Prompt => Copy out every line exactly, passing over the pictures.

★ ★ ★ ★ ★ ★ ★

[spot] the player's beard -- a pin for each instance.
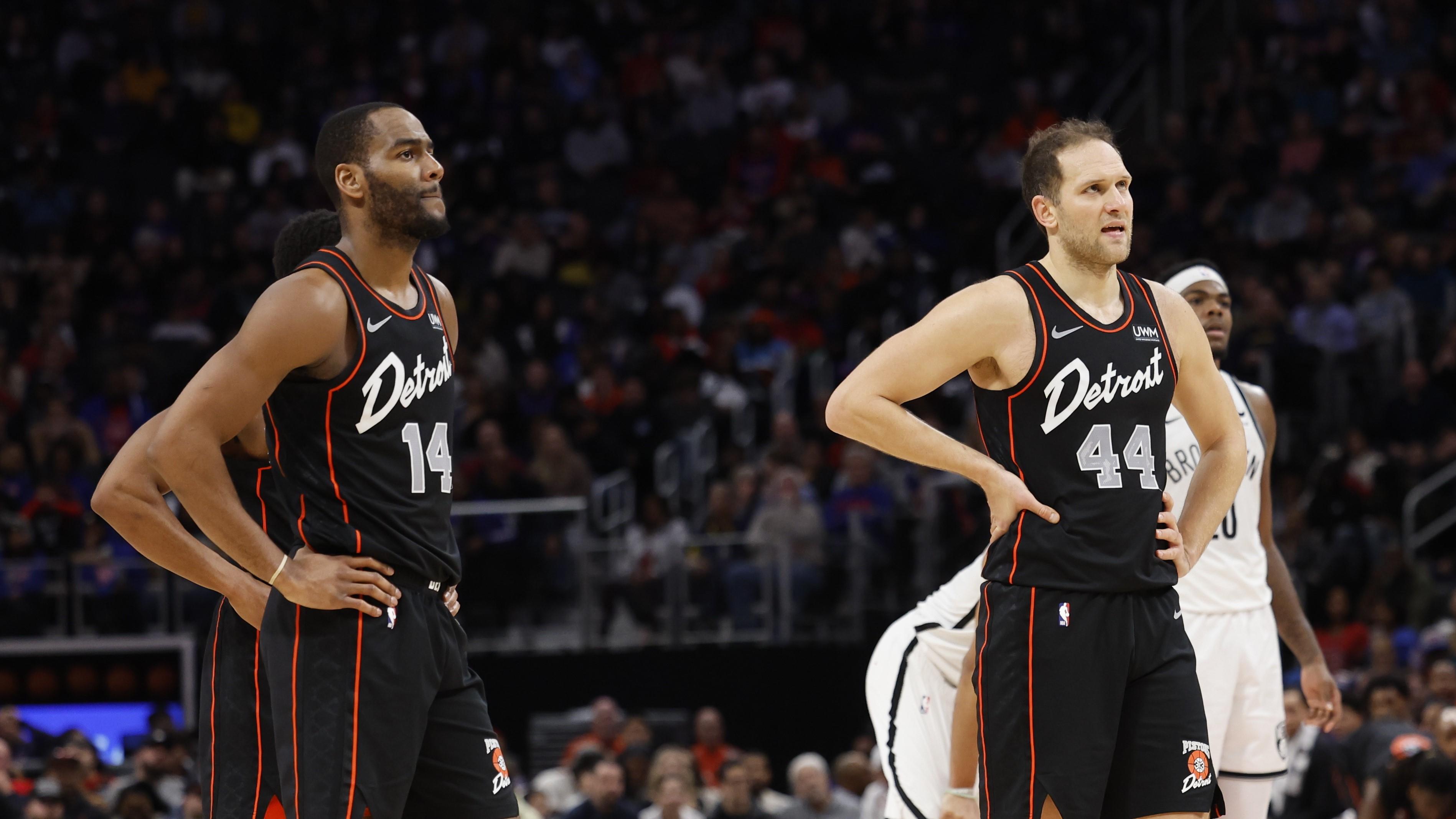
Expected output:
(402, 213)
(1090, 251)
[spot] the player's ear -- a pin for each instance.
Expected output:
(1044, 212)
(350, 178)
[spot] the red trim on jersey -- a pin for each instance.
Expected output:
(355, 760)
(980, 691)
(1162, 336)
(1011, 424)
(277, 441)
(212, 718)
(1132, 307)
(328, 404)
(434, 299)
(303, 510)
(262, 505)
(1031, 710)
(258, 725)
(298, 630)
(382, 301)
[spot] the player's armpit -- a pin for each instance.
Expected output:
(972, 327)
(130, 499)
(298, 323)
(1205, 401)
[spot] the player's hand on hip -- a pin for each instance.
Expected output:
(1172, 537)
(337, 582)
(1322, 696)
(249, 601)
(954, 806)
(1008, 497)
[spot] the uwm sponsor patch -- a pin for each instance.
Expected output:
(405, 388)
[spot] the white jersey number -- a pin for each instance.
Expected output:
(437, 455)
(1098, 455)
(1231, 525)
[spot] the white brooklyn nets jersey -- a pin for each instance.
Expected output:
(1232, 575)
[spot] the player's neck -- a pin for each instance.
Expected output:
(1091, 285)
(383, 263)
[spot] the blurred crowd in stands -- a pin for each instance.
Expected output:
(676, 216)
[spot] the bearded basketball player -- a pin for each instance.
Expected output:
(1087, 684)
(353, 360)
(236, 763)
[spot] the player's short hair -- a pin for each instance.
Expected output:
(1042, 168)
(305, 234)
(344, 139)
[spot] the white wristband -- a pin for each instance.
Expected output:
(277, 572)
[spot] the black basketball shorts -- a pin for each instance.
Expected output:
(1091, 700)
(382, 713)
(236, 761)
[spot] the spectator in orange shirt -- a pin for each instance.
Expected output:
(710, 748)
(1029, 119)
(605, 735)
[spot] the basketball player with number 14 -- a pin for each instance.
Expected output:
(1087, 684)
(1227, 599)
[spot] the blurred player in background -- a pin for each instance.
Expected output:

★ ★ ★ ★ ★ ★ ★

Response =>
[spot] the player's beard -- a pin for each instance.
Expected output:
(402, 213)
(1090, 251)
[spot] the player's ear -- a pin for each instance.
Expected output:
(1044, 212)
(350, 178)
[spot] the red trim on jersey -- a pin for each instance.
Expected output:
(355, 760)
(980, 691)
(1162, 336)
(1011, 424)
(277, 441)
(212, 718)
(1132, 307)
(328, 404)
(434, 299)
(303, 510)
(262, 505)
(1031, 710)
(258, 725)
(298, 630)
(382, 301)
[spot] the player's armpit -- a pin for each instance.
Expected output:
(972, 327)
(130, 499)
(298, 323)
(1205, 401)
[spot] the player's hand on hip -- a pin for each instance.
Expected output:
(1172, 537)
(337, 582)
(1322, 696)
(249, 601)
(954, 806)
(1008, 497)
[spot] the uwm sponsor patch -- a pin for each instance.
Expected output:
(405, 388)
[spot] the white jersey number -- a pin for each instance.
Expected output:
(437, 455)
(1098, 455)
(1231, 525)
[spot] the white brooklyn nets jersey -- a pin for each instance.
Expected output:
(1232, 575)
[spot] the player's neck -- a pin for each instance.
Expected output:
(1091, 285)
(383, 263)
[spot] the blurred crowd in stands -- a pin for each instance.
Expected output:
(676, 216)
[spot] the bearded basketball player -- a pin for each instance.
Expected output:
(1087, 684)
(353, 360)
(236, 763)
[spot] the player's short hair -- a pin for each instance.
Expected output:
(1042, 168)
(305, 234)
(344, 139)
[spot] the white wristband -- a pin for each instance.
Expected output:
(277, 572)
[spot] the black basketball shorts -- a pin for each instance.
Expected output:
(1091, 700)
(382, 713)
(236, 761)
[spot] the spectator in orange shirt -- a pin for each instance.
Expected output:
(710, 748)
(1029, 119)
(605, 735)
[spot] the basketball player with number 14 -- a pin for each instance.
Expected output:
(1087, 684)
(1227, 599)
[spot] the blurred player in background -- a pin for each instance.
Expected output:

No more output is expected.